■ **Your instructions**
Copy each of the records exactly.

■ **Data to examine**
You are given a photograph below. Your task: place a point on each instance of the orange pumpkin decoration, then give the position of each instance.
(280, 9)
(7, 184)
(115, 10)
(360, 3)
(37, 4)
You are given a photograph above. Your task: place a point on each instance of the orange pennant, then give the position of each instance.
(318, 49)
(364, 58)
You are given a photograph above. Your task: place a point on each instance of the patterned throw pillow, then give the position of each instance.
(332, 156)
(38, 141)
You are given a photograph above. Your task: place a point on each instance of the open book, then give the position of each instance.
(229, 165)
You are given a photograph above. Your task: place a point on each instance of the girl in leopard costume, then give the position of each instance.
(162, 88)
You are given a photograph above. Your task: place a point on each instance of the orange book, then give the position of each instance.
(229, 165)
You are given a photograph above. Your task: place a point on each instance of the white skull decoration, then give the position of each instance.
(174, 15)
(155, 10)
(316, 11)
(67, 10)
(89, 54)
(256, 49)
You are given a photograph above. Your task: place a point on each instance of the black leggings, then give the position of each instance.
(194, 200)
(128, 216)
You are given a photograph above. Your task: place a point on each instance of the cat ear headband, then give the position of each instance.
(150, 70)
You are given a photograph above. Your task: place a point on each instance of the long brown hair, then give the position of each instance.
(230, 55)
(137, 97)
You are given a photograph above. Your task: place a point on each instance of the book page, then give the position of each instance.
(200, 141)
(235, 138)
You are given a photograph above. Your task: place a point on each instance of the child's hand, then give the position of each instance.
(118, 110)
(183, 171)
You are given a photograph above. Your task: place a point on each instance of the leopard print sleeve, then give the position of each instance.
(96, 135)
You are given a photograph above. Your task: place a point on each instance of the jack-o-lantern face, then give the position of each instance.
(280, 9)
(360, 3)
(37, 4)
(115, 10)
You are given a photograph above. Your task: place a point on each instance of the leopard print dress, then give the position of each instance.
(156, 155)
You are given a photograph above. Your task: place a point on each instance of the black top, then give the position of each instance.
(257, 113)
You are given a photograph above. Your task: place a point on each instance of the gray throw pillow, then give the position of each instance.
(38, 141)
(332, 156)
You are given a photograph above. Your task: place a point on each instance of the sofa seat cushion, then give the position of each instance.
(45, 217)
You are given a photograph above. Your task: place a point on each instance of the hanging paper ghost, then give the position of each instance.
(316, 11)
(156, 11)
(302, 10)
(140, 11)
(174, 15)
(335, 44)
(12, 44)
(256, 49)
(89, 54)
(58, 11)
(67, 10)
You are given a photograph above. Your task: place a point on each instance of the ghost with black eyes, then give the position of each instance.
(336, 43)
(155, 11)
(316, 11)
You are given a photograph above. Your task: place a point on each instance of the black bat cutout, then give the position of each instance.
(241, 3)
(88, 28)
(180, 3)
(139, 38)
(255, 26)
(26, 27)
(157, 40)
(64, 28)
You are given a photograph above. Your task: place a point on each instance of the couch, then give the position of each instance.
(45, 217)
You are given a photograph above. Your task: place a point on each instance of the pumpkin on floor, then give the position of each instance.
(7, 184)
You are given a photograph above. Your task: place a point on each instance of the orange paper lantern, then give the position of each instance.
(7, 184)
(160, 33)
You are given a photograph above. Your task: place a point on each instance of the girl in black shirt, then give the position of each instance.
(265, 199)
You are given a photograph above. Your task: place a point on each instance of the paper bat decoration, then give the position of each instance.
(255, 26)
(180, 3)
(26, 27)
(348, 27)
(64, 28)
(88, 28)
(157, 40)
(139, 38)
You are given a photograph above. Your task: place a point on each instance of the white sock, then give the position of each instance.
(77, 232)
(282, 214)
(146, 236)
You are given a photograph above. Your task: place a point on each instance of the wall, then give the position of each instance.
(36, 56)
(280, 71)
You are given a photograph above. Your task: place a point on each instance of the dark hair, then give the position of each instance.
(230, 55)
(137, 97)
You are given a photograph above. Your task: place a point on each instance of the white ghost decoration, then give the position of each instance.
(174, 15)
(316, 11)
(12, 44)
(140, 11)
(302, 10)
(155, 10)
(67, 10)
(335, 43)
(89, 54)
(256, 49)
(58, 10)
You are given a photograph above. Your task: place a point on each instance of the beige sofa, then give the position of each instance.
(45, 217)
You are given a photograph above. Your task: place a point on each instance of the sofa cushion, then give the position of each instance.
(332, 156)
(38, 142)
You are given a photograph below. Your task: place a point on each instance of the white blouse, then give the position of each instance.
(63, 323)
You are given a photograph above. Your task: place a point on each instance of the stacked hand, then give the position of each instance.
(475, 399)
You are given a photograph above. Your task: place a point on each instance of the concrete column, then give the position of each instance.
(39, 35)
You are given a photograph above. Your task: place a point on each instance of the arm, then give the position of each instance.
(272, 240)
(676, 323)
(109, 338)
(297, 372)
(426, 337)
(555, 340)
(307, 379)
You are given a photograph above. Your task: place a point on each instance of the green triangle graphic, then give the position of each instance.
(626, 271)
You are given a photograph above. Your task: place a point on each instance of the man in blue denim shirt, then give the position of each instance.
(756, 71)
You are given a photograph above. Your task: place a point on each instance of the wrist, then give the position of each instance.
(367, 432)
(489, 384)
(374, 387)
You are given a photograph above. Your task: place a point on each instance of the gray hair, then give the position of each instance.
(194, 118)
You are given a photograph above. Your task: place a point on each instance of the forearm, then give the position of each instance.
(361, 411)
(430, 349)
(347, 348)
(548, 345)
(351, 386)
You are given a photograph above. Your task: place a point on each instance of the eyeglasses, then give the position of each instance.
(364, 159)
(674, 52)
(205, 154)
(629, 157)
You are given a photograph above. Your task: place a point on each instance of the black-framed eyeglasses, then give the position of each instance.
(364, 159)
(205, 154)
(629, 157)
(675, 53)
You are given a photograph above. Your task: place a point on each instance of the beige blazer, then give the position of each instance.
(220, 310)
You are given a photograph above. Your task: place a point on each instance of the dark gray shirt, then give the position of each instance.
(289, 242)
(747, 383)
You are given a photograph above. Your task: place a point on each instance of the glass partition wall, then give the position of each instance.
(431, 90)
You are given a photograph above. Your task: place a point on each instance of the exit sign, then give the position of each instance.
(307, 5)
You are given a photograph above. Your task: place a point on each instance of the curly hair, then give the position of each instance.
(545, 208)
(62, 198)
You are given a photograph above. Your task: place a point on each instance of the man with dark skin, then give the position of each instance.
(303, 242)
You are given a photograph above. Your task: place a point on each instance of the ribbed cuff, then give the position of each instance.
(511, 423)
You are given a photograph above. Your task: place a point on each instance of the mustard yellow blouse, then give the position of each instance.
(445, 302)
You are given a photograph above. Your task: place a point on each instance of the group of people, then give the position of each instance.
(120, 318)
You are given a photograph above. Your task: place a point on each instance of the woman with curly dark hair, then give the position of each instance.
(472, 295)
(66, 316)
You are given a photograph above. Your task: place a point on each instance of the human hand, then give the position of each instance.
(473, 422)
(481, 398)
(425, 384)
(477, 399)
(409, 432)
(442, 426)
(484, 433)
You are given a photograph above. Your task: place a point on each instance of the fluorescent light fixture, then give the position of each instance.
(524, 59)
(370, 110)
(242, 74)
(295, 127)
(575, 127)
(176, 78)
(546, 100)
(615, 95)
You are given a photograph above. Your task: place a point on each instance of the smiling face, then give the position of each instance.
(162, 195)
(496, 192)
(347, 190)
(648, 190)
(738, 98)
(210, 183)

■ **Result of this exercise**
You are given a photograph below. Your task: place a point on each instance of the orange pumpkin decoration, then give the position of each instance.
(280, 9)
(7, 184)
(115, 10)
(360, 3)
(37, 4)
You are given a photograph above. Your task: place a point on each instance of the orange pennant, then give the position of each instance.
(318, 49)
(364, 58)
You are given a photograph above. Your task: place a point on each instance of the patterned throw pillow, then give the position of each instance.
(332, 156)
(38, 141)
You are given a photograph above. Your task: place a point on each instance of the open book, then give the position of each instance.
(229, 165)
You are given a photograph above. Your task: place a point on each instance of the girl in leopard costume, then give the position of each instance.
(162, 88)
You are given a photograph above. Your task: place a point on each instance of the orange book, then give the position of each instance.
(229, 165)
You are given a photograph above. Your task: place a point on each instance of the white skull decoration, then give the position of each instance.
(174, 15)
(155, 10)
(316, 11)
(67, 10)
(89, 54)
(256, 49)
You are given a photograph above. Your task: place a point on each instance of the black leggings, then give the position of each instance.
(194, 200)
(128, 216)
You are given a photograph above. Your task: place a point on each instance of the cat ear headband, then give the position of each instance.
(150, 70)
You are given a photograph above. Your task: place a point on each instance of the long brown hair, then give the position of each instance.
(230, 55)
(137, 97)
You are given a photograph above. Your task: place a point on each instance of the book page, then give the position of each instance.
(200, 141)
(235, 138)
You are given a photograph above. Your task: place a point on each instance of the child's hand, then give the position of each instance.
(118, 110)
(183, 171)
You are given a photograph above. Your task: place a point on each instance of the leopard print sleeve, then give the position of each instance.
(96, 135)
You are given a photograph above. Your task: place a point on each instance of the jack-o-lantern face, then give the position of each instance.
(280, 9)
(360, 3)
(37, 4)
(115, 10)
You are given a photograph above. Your task: place a point on each instance of the leopard print dress, then give the position of each instance.
(156, 155)
You are given a photograph above. Your task: place a point on each instance of the black top, then give the position of each instance.
(257, 113)
You are given a photograph above. Your task: place a point on each instance of the gray throw pillow, then give the position of each instance.
(38, 141)
(332, 156)
You are given a photograph above. Your task: place a point on each instance of the sofa seat cushion, then give the position of each instance.
(45, 217)
You are given a photograph above. Your task: place a point on each instance of the hanging paper ghost, then give the position of each instance.
(316, 11)
(156, 11)
(302, 10)
(140, 11)
(174, 15)
(335, 44)
(12, 44)
(256, 49)
(89, 54)
(58, 11)
(67, 10)
You are given a photograph above. Your task: place a point on each instance of the ghost with black eyes, then give the position of each instance.
(336, 43)
(155, 11)
(316, 11)
You are given a photograph above. Your task: place a point on each instance of the black bat cutout, then give the position of each instance.
(241, 3)
(88, 28)
(180, 3)
(139, 38)
(255, 26)
(26, 27)
(157, 40)
(64, 28)
You are given a photograph above. Your task: place a point on each instance of the couch, then give the position of each instance.
(45, 217)
You are given a photograph above. Your task: place a point on each instance of the pumpkin on floor, then give the position of each instance.
(7, 184)
You are given a photograph above. Your task: place a point on each instance of the orange paper lantern, then give the position of each instance.
(7, 184)
(160, 33)
You are given a photograph above. Your task: place a point on each instance of the girl in black shirt, then give the position of each instance.
(265, 199)
You are given a photograph above. Your task: place a point on each instance of the paper bat decoration, then give the position of each instance.
(255, 26)
(180, 3)
(26, 27)
(348, 27)
(64, 28)
(88, 28)
(157, 40)
(139, 38)
You are given a photograph above. Your task: place a point on each instance of the white sock, then give the position of each instance.
(77, 232)
(282, 214)
(146, 236)
You are given a photograph above. Your task: place a point on each instance of the wall, then give the position of each instance.
(36, 56)
(280, 71)
You are given a photograph above. Your task: place a point on each instance of the dark hair, then give the position of each instance.
(230, 55)
(137, 97)
You are given a photograph above. Your task: place a point on each instance of the white ghost decoration, then give the position of each instance.
(174, 15)
(316, 11)
(12, 44)
(140, 11)
(302, 10)
(155, 10)
(67, 10)
(335, 43)
(89, 54)
(256, 49)
(58, 10)
You are given a photograph above. Your task: place a point on each instance of the beige sofa, then give the position of each instance.
(45, 217)
You are given a photograph above. Your task: place a point on each instance of the sofa cushion, then give the position of each instance.
(332, 156)
(38, 142)
You are given a photograph below. Your task: place a point on each instance of the white blouse, then give the position of each instance.
(63, 323)
You are given a photograph above. Your task: place a point on each instance of the stacked hand, then give the position of each instance.
(475, 399)
You are given a photograph above. Your task: place a point on each instance of the concrete column, then give the position of each instance.
(39, 35)
You are given a photograph above. Your task: place a point on each instance of the arm, then give the position of each instance.
(272, 240)
(676, 323)
(109, 338)
(297, 372)
(426, 337)
(555, 340)
(307, 379)
You are given a photograph above. Your task: place a point on each instance of the green triangle graphic, then give the position of each instance.
(626, 271)
You are given a photograph above. Your task: place a point on each instance of the man in blue denim shirt, then give the position of each instance.
(756, 71)
You are given a photograph above. Your task: place a point on each instance of the wrist, then give the position of each instance.
(367, 432)
(489, 384)
(374, 387)
You are given a photograph above. Your task: place a point on each instance of the gray hair, then give the position of each instance.
(194, 118)
You are given a photograph above. Your task: place a point on each instance of the forearm, then give the position of each instance.
(361, 411)
(430, 349)
(347, 348)
(548, 345)
(351, 386)
You are given a photograph above. Your task: place a point on each instance of the eyeglasses, then give the position of each instance.
(364, 159)
(674, 52)
(205, 154)
(629, 157)
You are given a photograph above. Your task: place a point on each instance of the black-framed eyeglasses, then give the position of each instance.
(364, 159)
(205, 154)
(629, 157)
(675, 53)
You are given a photograph above. Your task: place a point on each instance of the beige blazer, then give the position of each instance.
(220, 310)
You are given a photograph above. Your task: place a point on each instance of the dark gray shirt, then give the position of each instance.
(289, 242)
(747, 383)
You are given a photograph above. Your task: place a point on each instance of the glass partition wall, then give the position of each instance.
(431, 90)
You are given a photograph above. Your task: place a point on each instance of the exit sign, then give the position of each instance.
(307, 5)
You are given a photograph above. Your task: place a point on each instance of the curly hair, then give the position of each instance.
(545, 208)
(62, 198)
You are given a photograph above. Your task: place a point on each instance of the man with dark skin, then give the position of each instance.
(303, 242)
You are given a photograph above. Your task: place a point on each instance of the ribbed cuff, then give the position of each instance.
(511, 423)
You are given a photograph above. Your task: place a point on each instance of the mustard yellow blouse, then give the position of each instance.
(445, 302)
You are given a photograph above. Your task: place a point on each instance of the group of people, then give the position of each instance.
(120, 318)
You are given a photograph above. Your task: place a point on each instance of the woman with curly dark hair, then give the position of each instance.
(472, 295)
(66, 316)
You are given a photograph above. Your task: place a point on each instance of the human hand, then give the position of each instance.
(473, 422)
(481, 398)
(425, 384)
(477, 399)
(409, 432)
(442, 426)
(484, 433)
You are given a photograph above. Your task: place a point on each instance of the fluorescent light fixture, then give the position of each instance.
(524, 59)
(370, 110)
(242, 74)
(295, 127)
(575, 127)
(176, 78)
(546, 100)
(615, 95)
You are given a photograph above. Your task: place a point on each instance of the smiling face, then give the position of each instance.
(162, 195)
(496, 192)
(347, 190)
(648, 190)
(738, 98)
(210, 183)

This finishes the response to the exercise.